Do this:
Restate the stretch from "Casper seems to" through "What's your policy?" in the post on children damaging toys, swapping "Sasha dolls" for "heirloom dolls".

As I explained to Casper last night, for me it is about respecting one's toys. I used the example of Sid from Toy Story. I can remember one time when I deliberately damaged a toy as a child - my sister and I used straight pins to poke holes in the breasts of the vintage Barbies we inherited from my mother, thus giving them nipples. I remember at the time knowing I was wrong (I was probably 8 or so) and have since read suggestions that girls are likely to damage Barbies in particular as a reaction against the patriarchy (stop laughing, it kind of makes sense!) The other times I can remember damaging something as a child were accidents, and very traumatic - I cut a triangular flap out of my hand-made smocked party dress by accident, while cutting princess crowns from paper (aged 6), and I pushed a rude playmate and her head went into the plaster replica of Greek horsemen from the acropolis that my mother had, breaking it (it was never able to be repaired (aged 8).

Casper sometimes draws on herself, and occasionally has drawn on her stuffed animals. Most of our markers are washable, so we discourage this drawing but have never freaked out about it. It's only recently that she has cut hair - in the last month she has cut the hair off a knock-off purple my little pony (basically a trash toy; I said that wasn't good but didn't make a big deal out of it), trimmed the braids on a Polly Pocket borrowed from a friend (which got a lecture about respecting other people's things and we went out and bought a new doll for the friend) and then last night she cut the hair of her 6-inch plastic Madeline doll.

Casper seems to feel that these are her toys, and she is free to play with them as she wants, and if that play involves cutting their hair, that's fine. The one thing I have impressed on her, twice now, is that if she EVER EVER cuts the Sasha dolls' hair (our special dolls from childhood, some of which she plays with in a special play space that isn't her room, and one of which I gave her at Christmas) they will be put away and she will never play with them again. I'm a little worried I'm setting myself up for deliberate damage with my vehemence here, and considering pre-emptively putting the Sasha dolls away until she is older. It would KILL me to see those dolls deliberately damaged.

Did you damage toys as a child? If you have kids, do they? Does Toy Story make you cry? What's your policy?

Date: 2009-01-08 01:15 am (UTC)
From: [identity profile] veejane.livejournal.com
We were very orderly children, weren't we? I think our mayhem got no further than the level of putting doll clothes on the cat.

I always did look with contempt on the younger siblings of classmates whom I saw with mangled/"modified" toys. Is this a crazy? Maybe taken to extremes; but the thing that pings me about the above is Casper arguing back about her right to her toys. She is five! She has no rights! The whole point of being the parent is that you get to say, "Only barbarians do that, and we're not barbarians."

I was a little surprised you let her play with the Sasha dolls so early; I think we didn't begin to acquire them till I was at least 8 or 9. I don't have as strong an attachment to them as you do, but if she hurt those dolls I'd be very angry with her -- on your behalf. Maybe it's better if they not be solo-play items till she's older, or till some point when she magically transmogrifies into an orderly child.

Excerpted data:
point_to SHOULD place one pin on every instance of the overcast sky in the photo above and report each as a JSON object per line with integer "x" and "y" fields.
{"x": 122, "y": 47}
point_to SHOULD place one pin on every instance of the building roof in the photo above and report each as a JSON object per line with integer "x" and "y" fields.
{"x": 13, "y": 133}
* * *
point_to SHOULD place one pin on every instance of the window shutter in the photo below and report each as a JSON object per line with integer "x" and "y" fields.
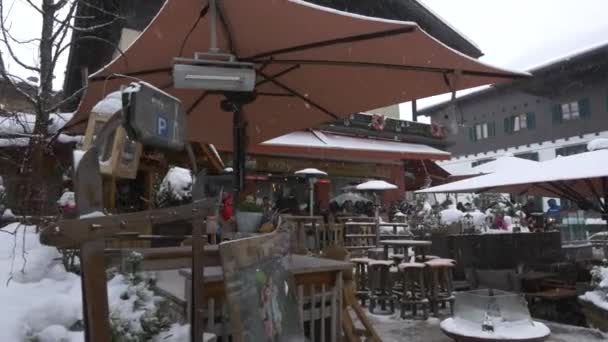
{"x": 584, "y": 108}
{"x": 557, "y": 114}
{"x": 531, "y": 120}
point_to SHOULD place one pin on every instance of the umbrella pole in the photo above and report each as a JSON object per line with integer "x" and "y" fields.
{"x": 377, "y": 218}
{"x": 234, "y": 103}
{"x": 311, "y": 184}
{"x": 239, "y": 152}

Full response:
Casper seems to feel that these are her toys, and she is free to play with them as she wants, and if that play involves cutting their hair, that's fine. The one thing I have impressed on her, twice now, is that if she EVER EVER cuts the heirloom dolls' hair (our special dolls from childhood, some of which she plays with in a special play space that isn't her room, and one of which I gave her at Christmas) they will be put away and she will never play with them again. I'm a little worried I'm setting myself up for deliberate damage with my vehemence here, and considering pre-emptively putting the heirloom dolls away until she is older. It would KILL me to see those dolls deliberately damaged.

Did you damage toys as a child? If you have kids, do they? Does Toy Story make you cry? What's your policy?